What you will do: Could you write out all the records below as a numbered list, dropping blank lines and omitting the pictures?

[Photo object pointing records]
......

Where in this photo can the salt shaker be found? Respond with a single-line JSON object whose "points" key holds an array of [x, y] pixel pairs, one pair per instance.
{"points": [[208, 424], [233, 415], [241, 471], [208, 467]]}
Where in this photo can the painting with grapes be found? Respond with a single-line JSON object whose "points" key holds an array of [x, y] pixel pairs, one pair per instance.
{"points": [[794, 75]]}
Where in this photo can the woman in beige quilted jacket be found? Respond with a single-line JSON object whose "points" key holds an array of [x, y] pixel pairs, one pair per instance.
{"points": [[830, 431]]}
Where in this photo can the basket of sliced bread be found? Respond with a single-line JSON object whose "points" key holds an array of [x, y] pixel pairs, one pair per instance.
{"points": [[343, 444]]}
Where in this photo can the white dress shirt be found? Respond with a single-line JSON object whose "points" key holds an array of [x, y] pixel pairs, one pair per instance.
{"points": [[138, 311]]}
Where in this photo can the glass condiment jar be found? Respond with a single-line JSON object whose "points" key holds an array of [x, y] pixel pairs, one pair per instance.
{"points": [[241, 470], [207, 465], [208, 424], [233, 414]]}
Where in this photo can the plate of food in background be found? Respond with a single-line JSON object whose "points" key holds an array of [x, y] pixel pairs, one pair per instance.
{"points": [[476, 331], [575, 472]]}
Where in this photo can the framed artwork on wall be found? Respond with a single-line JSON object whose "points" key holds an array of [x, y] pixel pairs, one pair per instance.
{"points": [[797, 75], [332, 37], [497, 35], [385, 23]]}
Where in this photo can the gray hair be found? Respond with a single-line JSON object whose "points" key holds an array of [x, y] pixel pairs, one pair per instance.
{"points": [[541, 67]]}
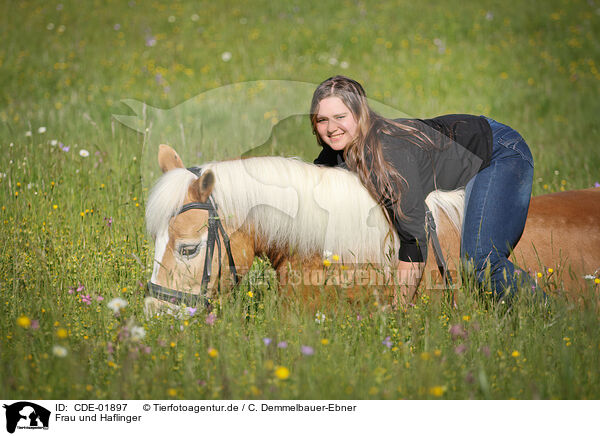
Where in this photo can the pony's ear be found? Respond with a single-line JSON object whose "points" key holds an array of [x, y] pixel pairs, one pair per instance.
{"points": [[168, 159], [202, 187]]}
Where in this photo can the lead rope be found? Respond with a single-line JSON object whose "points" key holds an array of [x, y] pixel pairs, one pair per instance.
{"points": [[439, 255]]}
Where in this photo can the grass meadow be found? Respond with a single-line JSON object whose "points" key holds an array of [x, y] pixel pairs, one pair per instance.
{"points": [[73, 187]]}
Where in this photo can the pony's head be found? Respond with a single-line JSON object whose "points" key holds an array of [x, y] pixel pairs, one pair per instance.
{"points": [[180, 235]]}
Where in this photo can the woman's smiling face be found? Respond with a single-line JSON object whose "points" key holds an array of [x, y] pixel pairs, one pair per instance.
{"points": [[335, 123]]}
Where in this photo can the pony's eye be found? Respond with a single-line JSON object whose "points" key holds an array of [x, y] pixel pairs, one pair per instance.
{"points": [[189, 251]]}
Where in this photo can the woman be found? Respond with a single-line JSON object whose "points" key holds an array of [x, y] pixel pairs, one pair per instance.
{"points": [[401, 161]]}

......

Solution for this task:
1. Where in this photo can the salt shaker be found? Respond with a single-line JSON object whose "points" key holds an array of [x, y] pixel pairs, one pair per instance.
2. {"points": [[208, 424], [233, 415], [241, 471], [208, 467]]}
3. Where in this photo can the painting with grapes be found? Respond with a single-line JSON object whose "points" key holds an array of [x, y] pixel pairs, one pair per instance.
4. {"points": [[794, 75]]}
5. Where in this photo can the woman in beige quilted jacket be found? Respond with a single-line JSON object whose "points" key holds an array of [x, y] pixel pairs, one pair per instance.
6. {"points": [[830, 431]]}
7. Where in this photo can the basket of sliced bread be found? Respond with a single-line JSON object whose "points" key holds an array of [x, y] pixel pairs, one pair per instance.
8. {"points": [[343, 444]]}
9. Where in this photo can the white dress shirt be found? Respond with a single-line JSON object whose "points" key holds an array of [x, y] pixel pairs, one pair per instance.
10. {"points": [[138, 311]]}
11. Where in this photo can the glass condiment jar be found? Respond with a single-line JSON object whose "points" key holds an array of [x, y] pixel pairs, one pair per instance.
12. {"points": [[241, 470], [207, 465], [208, 424], [233, 414]]}
13. Where in this photo can the plate of food in background be found? Respond with a single-line JSON object whose "points" key holds an array of [x, y] pixel pairs, one pair per instance.
14. {"points": [[476, 331], [575, 472]]}
15. Where in this photo can the framed artwork on wall be found? Respond with a single-line JSON object whose "points" key holds an array of [x, y] pixel pairs, one pair per instance.
16. {"points": [[797, 75], [332, 37], [497, 35], [385, 23]]}
17. Where in this photo can the gray hair be found? Respond with a single-line JSON object whose "points" key holds an array of [x, y] pixel pairs, one pair per instance.
18. {"points": [[541, 67]]}
19. Where in this photo can the pony's ear be found? Respond with a single-line JSON object whose "points" key holds an array of [x, y] pixel pairs, one pair per instance.
20. {"points": [[168, 159], [202, 187]]}
21. Where in this photo can the lead rope be found? Respond with a single-line JSON object whose "points" key holds an array of [x, y] pixel pairs, one pair per instance.
22. {"points": [[439, 255]]}
23. Where in this photo can the grass meadow be found? Respond with a single-line JSON object whose "points" key holds an array of [x, y] pixel pairs, one pair per instance.
24. {"points": [[73, 187]]}
25. Where in this photo can the pony's head be found? Respond with a single-line JSON object whose "points" key holds an array of [x, y] pixel pairs, one pair per instance.
26. {"points": [[180, 235]]}
27. Where in this photo can the woman's smiling face be found? Respond with a single-line JSON object whose "points" key holds an array of [x, y] pixel pairs, one pair per instance.
28. {"points": [[335, 123]]}
29. Where in this photo can the pony's eye be found? Respond with a single-line JSON object whose "points" key holds an array of [x, y] pixel pairs, one pair per instance.
30. {"points": [[189, 251]]}
31. Where in this photo can the woman be found? Respond with a single-line JSON object whose "points" key holds an array of [x, y] pixel pairs, one pair per instance.
32. {"points": [[401, 161]]}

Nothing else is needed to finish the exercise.